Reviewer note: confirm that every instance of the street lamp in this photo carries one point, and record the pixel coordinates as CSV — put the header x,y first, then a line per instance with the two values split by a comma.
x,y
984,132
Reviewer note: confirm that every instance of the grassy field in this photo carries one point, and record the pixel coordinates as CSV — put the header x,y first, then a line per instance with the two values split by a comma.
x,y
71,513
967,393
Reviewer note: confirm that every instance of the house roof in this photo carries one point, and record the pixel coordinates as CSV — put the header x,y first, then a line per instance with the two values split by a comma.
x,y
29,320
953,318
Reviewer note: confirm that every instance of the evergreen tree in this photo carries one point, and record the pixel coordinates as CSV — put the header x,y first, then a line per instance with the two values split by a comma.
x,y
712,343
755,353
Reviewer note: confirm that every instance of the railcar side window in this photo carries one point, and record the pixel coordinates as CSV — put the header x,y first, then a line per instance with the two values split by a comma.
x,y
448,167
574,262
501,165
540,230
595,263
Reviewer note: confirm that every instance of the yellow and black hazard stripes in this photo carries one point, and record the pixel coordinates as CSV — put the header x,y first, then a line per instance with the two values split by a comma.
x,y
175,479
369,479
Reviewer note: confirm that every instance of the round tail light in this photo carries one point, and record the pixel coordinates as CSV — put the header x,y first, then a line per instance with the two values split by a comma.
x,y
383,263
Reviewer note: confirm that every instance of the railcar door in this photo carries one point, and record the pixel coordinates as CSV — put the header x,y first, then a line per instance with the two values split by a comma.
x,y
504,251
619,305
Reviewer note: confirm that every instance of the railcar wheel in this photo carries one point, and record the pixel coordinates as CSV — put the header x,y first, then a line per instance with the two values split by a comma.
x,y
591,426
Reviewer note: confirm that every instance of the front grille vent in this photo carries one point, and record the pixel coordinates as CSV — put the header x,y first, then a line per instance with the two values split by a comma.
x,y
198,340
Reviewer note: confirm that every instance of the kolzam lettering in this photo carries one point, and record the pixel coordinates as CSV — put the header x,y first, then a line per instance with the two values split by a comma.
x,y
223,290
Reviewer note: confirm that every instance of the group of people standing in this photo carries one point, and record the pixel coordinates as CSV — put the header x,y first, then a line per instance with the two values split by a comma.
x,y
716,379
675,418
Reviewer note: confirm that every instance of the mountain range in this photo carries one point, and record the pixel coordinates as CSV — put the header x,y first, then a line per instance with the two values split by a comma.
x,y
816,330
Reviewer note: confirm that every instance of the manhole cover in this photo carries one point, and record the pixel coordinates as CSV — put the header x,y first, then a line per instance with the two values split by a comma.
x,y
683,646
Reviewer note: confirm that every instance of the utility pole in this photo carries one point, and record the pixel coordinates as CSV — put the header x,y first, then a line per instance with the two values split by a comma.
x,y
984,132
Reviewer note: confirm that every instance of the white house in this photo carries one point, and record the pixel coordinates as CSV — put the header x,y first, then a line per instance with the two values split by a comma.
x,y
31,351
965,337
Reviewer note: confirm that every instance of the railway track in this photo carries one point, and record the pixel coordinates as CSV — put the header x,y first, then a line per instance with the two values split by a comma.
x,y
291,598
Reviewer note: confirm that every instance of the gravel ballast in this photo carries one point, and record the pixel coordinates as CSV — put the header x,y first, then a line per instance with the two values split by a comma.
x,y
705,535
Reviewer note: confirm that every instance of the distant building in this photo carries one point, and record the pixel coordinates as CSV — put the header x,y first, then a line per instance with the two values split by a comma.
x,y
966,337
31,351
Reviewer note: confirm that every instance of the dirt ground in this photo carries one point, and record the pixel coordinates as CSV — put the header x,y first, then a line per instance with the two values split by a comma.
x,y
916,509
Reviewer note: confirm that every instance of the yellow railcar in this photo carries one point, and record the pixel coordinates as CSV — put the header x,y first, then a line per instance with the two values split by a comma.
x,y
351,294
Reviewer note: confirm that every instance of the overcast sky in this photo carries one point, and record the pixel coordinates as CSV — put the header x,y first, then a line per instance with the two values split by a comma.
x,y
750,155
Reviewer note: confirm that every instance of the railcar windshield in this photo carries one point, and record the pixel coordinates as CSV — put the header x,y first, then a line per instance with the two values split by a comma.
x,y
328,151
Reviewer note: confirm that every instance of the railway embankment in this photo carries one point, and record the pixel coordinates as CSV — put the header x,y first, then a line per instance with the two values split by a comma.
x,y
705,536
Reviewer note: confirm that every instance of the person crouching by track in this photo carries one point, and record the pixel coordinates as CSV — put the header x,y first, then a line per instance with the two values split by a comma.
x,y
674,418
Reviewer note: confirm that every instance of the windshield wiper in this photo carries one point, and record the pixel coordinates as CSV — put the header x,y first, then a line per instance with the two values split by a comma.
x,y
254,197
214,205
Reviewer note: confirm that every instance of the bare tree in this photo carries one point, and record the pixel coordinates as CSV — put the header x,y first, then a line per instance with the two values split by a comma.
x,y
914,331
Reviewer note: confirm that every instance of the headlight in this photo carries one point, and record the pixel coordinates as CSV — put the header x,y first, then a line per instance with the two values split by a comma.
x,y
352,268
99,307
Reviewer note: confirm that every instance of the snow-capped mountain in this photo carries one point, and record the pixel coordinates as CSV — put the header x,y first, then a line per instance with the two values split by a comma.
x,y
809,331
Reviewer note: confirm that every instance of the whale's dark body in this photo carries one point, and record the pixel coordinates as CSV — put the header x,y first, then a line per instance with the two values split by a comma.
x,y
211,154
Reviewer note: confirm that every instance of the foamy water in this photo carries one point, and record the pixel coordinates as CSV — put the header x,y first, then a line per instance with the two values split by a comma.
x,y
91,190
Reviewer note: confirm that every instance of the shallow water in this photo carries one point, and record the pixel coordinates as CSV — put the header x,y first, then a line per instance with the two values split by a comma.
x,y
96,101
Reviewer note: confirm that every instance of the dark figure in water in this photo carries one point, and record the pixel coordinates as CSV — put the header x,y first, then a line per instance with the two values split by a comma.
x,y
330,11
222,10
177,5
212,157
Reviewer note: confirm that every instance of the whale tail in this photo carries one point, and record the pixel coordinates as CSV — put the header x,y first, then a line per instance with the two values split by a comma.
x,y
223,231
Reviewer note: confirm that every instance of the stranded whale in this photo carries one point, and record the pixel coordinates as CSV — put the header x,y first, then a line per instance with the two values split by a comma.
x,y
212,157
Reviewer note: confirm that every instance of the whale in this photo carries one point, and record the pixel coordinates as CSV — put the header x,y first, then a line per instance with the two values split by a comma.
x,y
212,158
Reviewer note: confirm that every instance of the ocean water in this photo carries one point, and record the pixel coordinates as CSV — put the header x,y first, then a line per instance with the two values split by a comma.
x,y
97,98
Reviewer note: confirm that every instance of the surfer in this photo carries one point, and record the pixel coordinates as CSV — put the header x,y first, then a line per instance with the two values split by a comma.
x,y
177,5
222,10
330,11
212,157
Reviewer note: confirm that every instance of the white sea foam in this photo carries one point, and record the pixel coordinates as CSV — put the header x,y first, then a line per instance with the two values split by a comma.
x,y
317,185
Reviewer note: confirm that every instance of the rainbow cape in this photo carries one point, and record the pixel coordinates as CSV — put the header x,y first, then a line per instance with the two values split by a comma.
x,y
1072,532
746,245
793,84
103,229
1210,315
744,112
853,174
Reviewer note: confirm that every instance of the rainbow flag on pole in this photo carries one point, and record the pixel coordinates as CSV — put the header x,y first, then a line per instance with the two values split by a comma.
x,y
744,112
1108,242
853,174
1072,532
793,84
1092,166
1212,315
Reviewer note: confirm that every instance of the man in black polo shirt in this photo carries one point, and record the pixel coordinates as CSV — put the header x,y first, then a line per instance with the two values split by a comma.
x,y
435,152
● ● ●
**WHAT YOU SHOULD DO:**
Could you print all of the data above once more, unaltered?

**SOLUTION:**
Reviewer note: confirm that every instance of the street lamp in this photo carries one point, and record the pixel coordinates as CSV — put the header x,y first, then a line per instance with the two values split by a comma.
x,y
984,132
Reviewer note: confirm that every instance of the grassy field in this photo carries one point, and record the pixel coordinates as CSV — put the header x,y first, then a line per instance with the two values split by a comma.
x,y
71,513
967,393
Reviewer note: confirm that every instance of the house roof in this photo carries one point, and record the pixel coordinates as CSV — put the header x,y first, then a line per instance with the two values split by a comma.
x,y
29,320
953,318
Reviewer note: confirm that every instance of the evergreen tree in this photo carries one point, and record the pixel coordinates as CSV — put the header x,y first, then a line per instance with the two values split by a comma.
x,y
712,343
755,353
Reviewer note: confirm that every instance of the railcar side window in this photo carries one point, and record the pixel coordinates as CSV — put the header x,y first, then a line per instance with the two values split by a comma.
x,y
448,167
574,262
501,165
540,230
595,263
Reviewer note: confirm that every instance of the yellow and black hazard stripes in this photo carries one point, and record the pixel coordinates as CSV — put the header x,y first, then a line per instance with the two values split by a comma.
x,y
175,479
369,479
Reviewer note: confirm that every instance of the round tail light in this photo carries one point, and record the pixel coordinates as CSV — put the header x,y first, then a line per instance with the two values split by a comma.
x,y
383,263
Reviewer note: confirm that every instance of the railcar door in this photo carries one point, and record the pixel coordinates as CSV — put the header x,y first, then a line per instance with the two values split by a comma.
x,y
504,251
619,305
Reviewer note: confirm that every instance of the railcar wheel in this photo carries one point, and record the pixel coordinates as CSV — put the header x,y first, then a line per instance with the two values split by a comma.
x,y
591,426
Reviewer note: confirm that every instance of the front grille vent in this photo carries one point, and record the pixel coordinates as CSV — put the header x,y first, then a line per instance with the two values split by a comma.
x,y
198,340
Reviewer note: confirm that every instance of the kolzam lettering in this photo carries one point, and record the pixel coordinates as CSV — put the header x,y first, then a line per instance with the two values split by a comma.
x,y
223,290
Reviewer note: confirm that every instance of the group of people standing in this photo carries one point, and record the pixel coordinates as CSV — put the header x,y first, then a line per instance with the two values split by a comma.
x,y
716,379
675,418
Reviewer note: confirm that every instance of the mountain range in this photo carries one point, and record the pixel coordinates as CSV — put the header x,y first, then a line per instance with the two values split by a comma.
x,y
816,330
Reviewer note: confirm that every instance of the manhole cover in this photo carries one point, and record the pixel coordinates as CSV — put the header x,y first, then a line per instance with the two values split by a comma.
x,y
683,646
Reviewer note: confirm that every instance of the utility pole in this photo carries one point, and record the pixel coordinates as CSV — put the header x,y first, then a line per instance with the two values split by a comma.
x,y
984,132
Reviewer note: confirm that every instance of the white house in this photo carries one point, and record the pixel coordinates as CSV — put the header x,y first, then a line per instance with the two values split by a comma.
x,y
31,351
965,337
Reviewer note: confirm that every instance of the railway track in this photo carries one point, and record the pixel coordinates as CSV — put the header x,y first, then a line per instance with the two values split by a comma.
x,y
291,598
Reviewer note: confirm that every instance of the gravel ballast in this photo carries one point, and record the pixel coordinates as CSV — put the header x,y first, then a line per instance with the two values split by a comma.
x,y
705,535
Reviewer note: confirm that every instance of the distant building in this photo carries one point, and record the pixel coordinates as CSV — put the header x,y first, then a line per instance with the two values split by a comma.
x,y
966,337
31,351
Reviewer note: confirm that every instance of the dirt ground in this photo carries one point, and record the pixel coordinates as CSV — put the header x,y first, then a line per instance with the two values split by a comma.
x,y
916,509
Reviewer note: confirm that every instance of the yellow railcar in this photo carries one point, and record the pixel coordinates as CSV — put the header x,y first, then a line per instance with the two values split by a comma.
x,y
351,294
Reviewer note: confirm that every instance of the overcast sky in this photo carries one point, and record the pixel coordinates as CSV — put the header x,y first, then a line per instance with the two values split by a comma.
x,y
750,155
Reviewer note: confirm that every instance of the railcar windshield in this photo carries one point, and record the pixel coordinates as CSV — put the header x,y first, then a line per instance with the two values split by a comma.
x,y
328,151
Reviewer note: confirm that every instance of the railway embankment in this photo carries one point, and record the pixel coordinates as CSV — put the header x,y first, then a line per instance with the two values split by a comma.
x,y
705,536
Reviewer note: confirm that every instance of the person crouching by track in this photo carries one point, and record the pixel coordinates as CSV — put the header x,y first, then a line per instance with the two values split by a comma.
x,y
674,418
Reviewer note: confirm that every instance of the windshield wiper in this photo carries one point, and record the pixel coordinates as CSV — put the header x,y first, then a line per instance with the two values split by a comma.
x,y
254,197
214,205
Reviewer note: confirm that every instance of the bare tree in this photo carries one point, and record the pixel coordinates as CSV — put the header x,y first, then a line per instance with the two values split by a comma.
x,y
914,331
Reviewer note: confirm that every instance of the headlight in this photo carries one point, and record the pixel coordinates as CSV — put the header x,y first, then a line per instance with the two values split by a comma.
x,y
352,268
99,307
Reviewer note: confirm that every instance of the snow-capped mountain in this photo carries one point, and record the pixel coordinates as CSV — put the header x,y first, then a line per instance with the two values split by a comma.
x,y
809,331
Reviewer note: confirm that every instance of the whale's dark body in this photo carries one point, and record the pixel coordinates as CSV — put the header x,y first, then a line per instance with the two values split by a comma.
x,y
211,154
Reviewer note: confirm that every instance of the foamy water in this photo carries one point, and record the pixel coordinates as CSV — put the header x,y first, then a line per instance with the two values split by a comma.
x,y
91,190
Reviewer note: confirm that every instance of the shallow water in this photo carries one point, and record the pixel coordinates as CSV — put the header x,y first, then a line per instance with the two values split by a comma.
x,y
96,101
Reviewer note: confirm that every instance of the dark figure in water in this photo carries one point, and record the pixel coordinates as CSV — put the header x,y first, then a line per instance with the two values split by a comma.
x,y
330,11
222,10
177,5
212,157
Reviewer note: confirm that every instance of the whale tail in this photo carries one point, and record the pixel coordinates as CSV — put the header x,y first, then a line per instance with the two values split by a comma.
x,y
223,231
Reviewer note: confirm that every instance of the stranded whale in this photo carries one point, and record the pixel coordinates as CSV — put the header x,y first, then a line per instance with the two values split by a comma.
x,y
212,157
Reviewer note: confirm that every instance of the whale in this photo carries one point, and record the pixel coordinates as CSV — put the header x,y first, then a line per instance with the two values split by a comma.
x,y
212,158
Reviewer note: confirm that every instance of the ocean water in this photo carries one point, and record the pixel coordinates as CSV — put the header x,y first, then a line per instance with the two values split by a comma.
x,y
97,98
Reviewer note: confirm that every instance of the surfer in this photo carries one point, and record the pixel coordinates as CSV — put the header x,y first, then a line per instance with the two values split by a comma.
x,y
177,5
222,10
330,11
212,157
Reviewer note: confirm that every instance of the white sea foam in this photo carries one point, and record the pixel coordinates as CSV — put the header x,y first, then a line per instance with the two values split by a comma.
x,y
317,185
Reviewer note: confirm that every instance of the rainbow cape in this photo carries one point, and record the pixel coordinates as CSV — put the header x,y first, then a line per instance with the two values split by a comma.
x,y
1072,532
746,245
793,84
103,229
1210,315
744,112
853,174
Reviewer note: confirm that every instance of the rainbow flag on pole in this photo carries one point, and record the pixel coordinates as CSV — put the header x,y first, then a line per instance with the two values split by a comma.
x,y
744,112
1108,242
853,174
1072,532
793,84
1092,166
1212,315
Reviewer note: confirm that every instance of the man in black polo shirt in this photo carries one point, and record the pixel coordinates as CSV — put the header x,y first, then a line per instance with the two values split by a comma.
x,y
435,152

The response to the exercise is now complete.